■ Selected text
I never really pondered the real purpose for God creating marriage until after a few years into my own marriage to Michelle. I asked married couples these three questions in a class Michelle and I led, and their answers confirmed that they were in the same boat as I was, not understanding the real reason God created marriage. The first question “why did you get married?” revealed the motives that marriage is to have a partner, or to share a home, or to have kids. The reality is that these are all great answers and true to great extents.
The second question asked was “IS THERE A MARRIAGE WITHOUT PROBLEMS?” This question sparked answers that brought out the truth that marriage relationships are never exempt from challenges. Your spouse’s rebellion, though wrong, is used by God to grow you as a spouse into developing real love for your spouse, considering the fact that love is patient. It is the catalyst to overcoming future trials you will face along your marriage journey as you develop strength and wisdom from God through surrendering to Him to lead you in responding to that rebellious spouse.
The third and most important question I asked the couples, “WHY DID GOD CREATE MARRIAGE?” Many answers were given but none that really proved the ultimate reason for the creation of Marriage. Marriage was created by God to bring glory to God Himself. Until married couples understand this, accept this and live this out in their own married lives, they will not experience the real joy, love and harmony that was intended to experience. The harsh reality though is that without a personal relationship with Christ it becomes very difficult to live this beneficial reality out.
There are married couples out there who have discovered this mystery of bringing glory to God in their marriages and are enjoying the great benefits of a great marriage. Yet there are many who are suffering in their relationships because they are not really married and think they are. They are living in the same house together as companions, signed marriage certificates, made marriage vows at the wedding and having growing kids, but not enjoying the real benefits of marriage. These four proofs that you are not really married are intended to help change your outlook on marriage and ultimately allow you to enjoy what God has created.
You Refuse To Deny Self
Marriage was created for you to serve your spouse and not for you to serve yourself. Understanding the fact that God intends to bring Christ out of man, to have man reflect the image of Christ in marriage, is the first step to denying self. Christ died for you and your spouse to save you both. Not only did He die, He was raised back up to victory over every situation. This is symbolic of you being victorious in your marriage when you put yourself last and your spouse first to please Christ. This is one major characteristic of what marriage is. It brings glory to God and allows you to enjoy a great marriage.
You Refuse To Submit To Be Led
A spirit of Jezebel is a manipulative spirit that refuses to submit to any form of leadership. You or your spouse may be opened to this spirit and not the Holy Spirit. If you find that you are always wanting things your way in the marriage, refusing to allow God to lead you or a wife refusing to allow the husband to lead her, you may be allowing the spirit of Jezebel to lead you. A real marriage is free of leadership from Jezebel and opened to leadership from the Holy Spirit of God. This is another major characteristic of what marriage is. God gets the glory and you enjoy a great marriage through obedience to His leadership on how to be married.

■ Required work
[a] Write out the stretch of the article on marriage from "There are married" through "God has created.".
[b] According to the article on marriage, why did God create marriage?

[Dataset records]

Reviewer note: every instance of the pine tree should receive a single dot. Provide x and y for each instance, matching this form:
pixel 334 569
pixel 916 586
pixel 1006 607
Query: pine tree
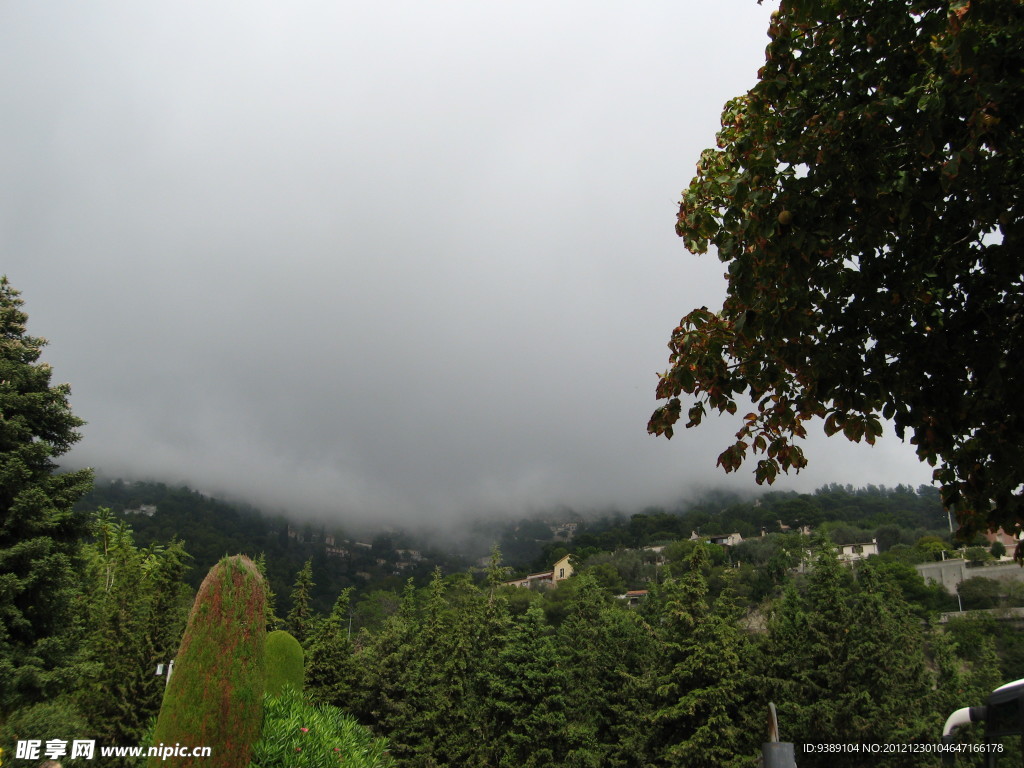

■ Solutions
[a]
There are married couples out there who have discovered this mystery of bringing glory to God in their marriages and are enjoying the great benefits of a great marriage. Yet there are many who are suffering in their relationships because they are not really married and think they are. They are living in the same house together as companions, signed marriage certificates, made marriage vows at the wedding and having growing kids, but not enjoying the real benefits of marriage. These four proofs that you are not really married are intended to help change your outlook on marriage and ultimately allow you to enjoy what God has created.

[b] To bring glory to God Himself.